━━ Brano da leggere
Gli 831 giorni di Carlo Celadon


drammaturgia Marco Gnaccolini

regia Anna Tringali

con Giacomo Rossetto

scene Antonio Zonta

luci Andrea Patron

videoproiezioni Luca Antonello

tecnica Francesco Barutto

produzione Teatro Bresci

coproduzione Nuova Scena / Festival Scene di Paglia



831 sono i giorni di durata del sequestro di persona più lungo della storia del nostro Paese. Un sequestro compiuto dalla ‘Ndrangheta e che ha come vittima un ragazzo veneto di diciotto anni: Carlo Celadon. Lo hanno rapito la sera del 25 gennaio 1988 dalla villa del padre, un ricco imprenditore di Arzignano, in provincia di Vicenza. Lo hanno legato con il fil di ferro e chiuso nel bagagliaio di un’ auto per diciassette ore, il tempo di percorrere più di 1300 chilometri, il tempo di arrivare in Calabria, nei boschi dell’ Aspromonte. Lo hanno liberato il 4 maggio 1990, abbandonandolo per terra, sul ciglio di una strada, con la chiara consegna di non voltarsi a guardare gli uomini che lo avevano tenuto prigioniero per più di due anni. Aveva i capelli e la barba lunga e perso oltre trenta chili. I 7 miliardi consegnati dalla famiglia e molti dei rapitori si sono dissolti nell’aria.
Dal 1969 al 1998 (durante quella che viene definita la Stagione dei Sequestri in Italia) ci furono quasi 700 rapimenti a scopo estorsivo (non politico), la metà dei quali realizzati dalla ‘Ndrangheta. 81 di questi sequestrati non fecero mai ritorno a casa. Il periodo più drammatico fu quello tra il 1970 e il 1988: solo in quegli anni la ‘Ndrangheta compie 207 sequestri per un giro d’affari di 400 miliardi di lire, all’epoca.
E i soldi dei riscatti finiscono nelle costruzioni. A Bovalino, che verrà chiamata “la capitale dei sequestri” perché lì in quattordici anni sono stati portati tredici sequestrati, c’è un quartiere chiamato Paul Getty, perché si dice che sia stato costruito con i soldi del rapimento del nipote sedicenne del petroliere americano Jean Paul Getty, che per cinque mesi fu tenuto sequestrato in Calabria e fu liberato dopo il pagamento di un miliardo e settecento milioni di lire di riscatto nel 1973. Uno dei primi sequestri attribuiti a uomini della ‘Ndrangheta fu quello di Emanuele Riboli, un diciassettenne rapito nel 1974 a Buguggiate, in provincia di Varese. Lo rapirono strappandolo dalla bicicletta su cui tornava a casa da scuola. Per due settimane venne tenuto nel baule di un’auto, rischiando quasi di impazzire. Alla fine lo ammazzarono con il veleno e il suo corpo venne dato in pasto ai maiali, nonostante la famiglia avesse pagato per il suo riscatto una prima tranche di duecento milioni di lire. Un altro sequestro che ha sconvolto il nostro Paese è stato quello di un bambino di 7 anni, Marco Fiora. Il più lungo sequestro di un bambino. Figlio di un commerciante, fu rapito il 2 marzo 1987 a Torino e rilasciato dopo 17 mesi nei pressi di Locri (Rc). I suoi rapitori non gli cambiarono mai i vestiti durante la prigionia, e lo tennero legato con una catena. Anche a lui, come a Carlo Celadon, i sequestratori fecero credere per tutto il tempo che i genitori non volessero pagare il riscatto e che si fossero dimenticati di lui. Quando lo liberarono aveva i muscoli delle gambe così deperiti da faticare a stare in piedi.
━━━━
━━ Righe di dati
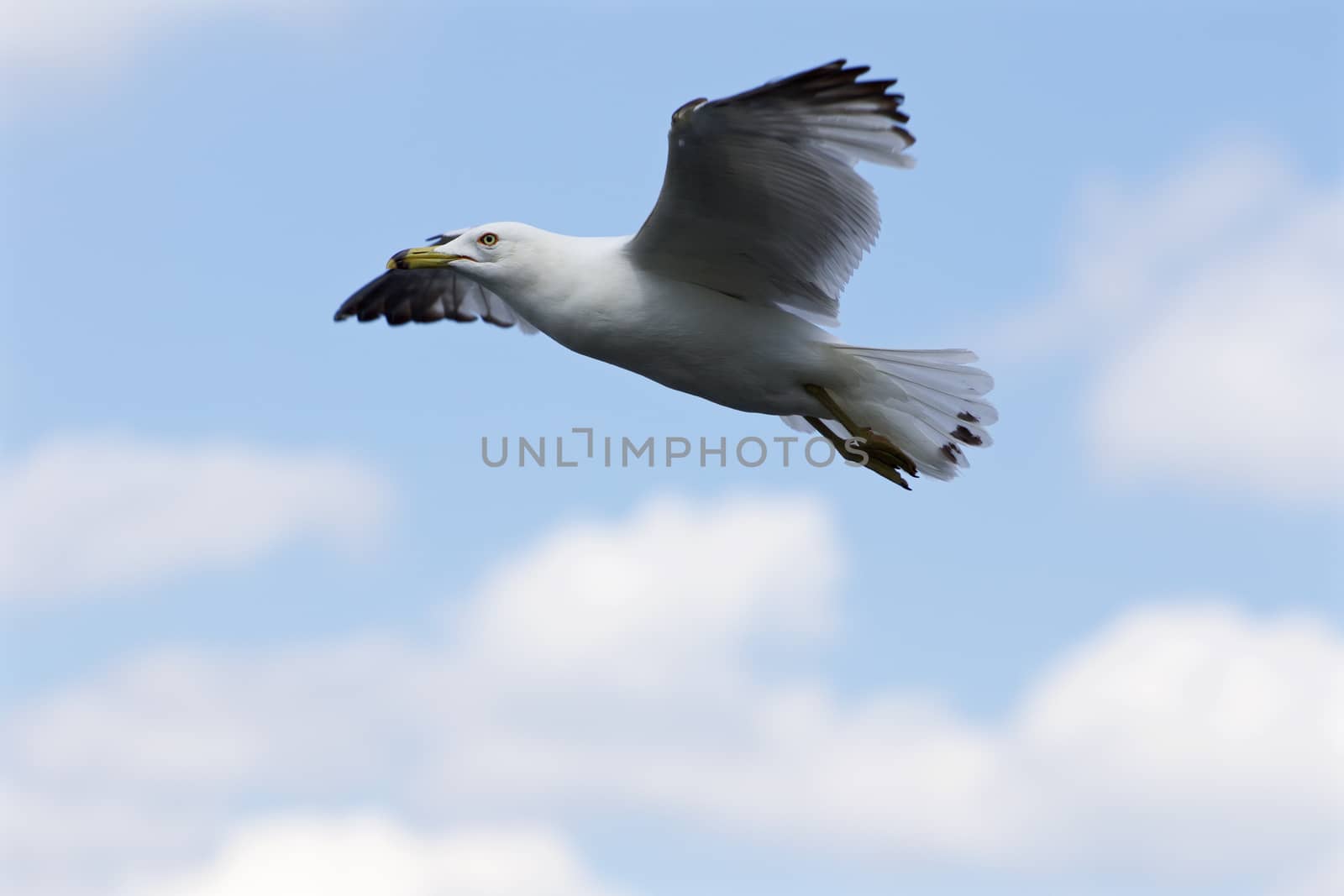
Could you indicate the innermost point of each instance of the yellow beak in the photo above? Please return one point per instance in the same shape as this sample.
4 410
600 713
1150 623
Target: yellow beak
━━━━
━━ Righe di dati
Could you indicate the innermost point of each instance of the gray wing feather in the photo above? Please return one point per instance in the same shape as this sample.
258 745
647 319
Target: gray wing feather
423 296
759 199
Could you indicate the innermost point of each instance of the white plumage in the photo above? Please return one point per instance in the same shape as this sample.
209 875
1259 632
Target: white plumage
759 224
━━━━
• Obiettivo A: Elenca tutte le persone sequestrate che il brano sui sequestri chiama per nome e cognome.
• Obiettivo B: Trascrivi dal brano il tratto che va da "831 sono i giorni" fino a "sono dissolti nell’aria.".
I record vengono da una fonte diversa dal brano.

• Risultato A: Carlo Celadon, Emanuele Riboli, Marco Fiora

• Risultato B:
831 sono i giorni di durata del sequestro di persona più lungo della storia del nostro Paese. Un sequestro compiuto dalla ‘Ndrangheta e che ha come vittima un ragazzo veneto di diciotto anni: Carlo Celadon. Lo hanno rapito la sera del 25 gennaio 1988 dalla villa del padre, un ricco imprenditore di Arzignano, in provincia di Vicenza. Lo hanno legato con il fil di ferro e chiuso nel bagagliaio di un’ auto per diciassette ore, il tempo di percorrere più di 1300 chilometri, il tempo di arrivare in Calabria, nei boschi dell’ Aspromonte. Lo hanno liberato il 4 maggio 1990, abbandonandolo per terra, sul ciglio di una strada, con la chiara consegna di non voltarsi a guardare gli uomini che lo avevano tenuto prigioniero per più di due anni. Aveva i capelli e la barba lunga e perso oltre trenta chili. I 7 miliardi consegnati dalla famiglia e molti dei rapitori si sono dissolti nell’aria.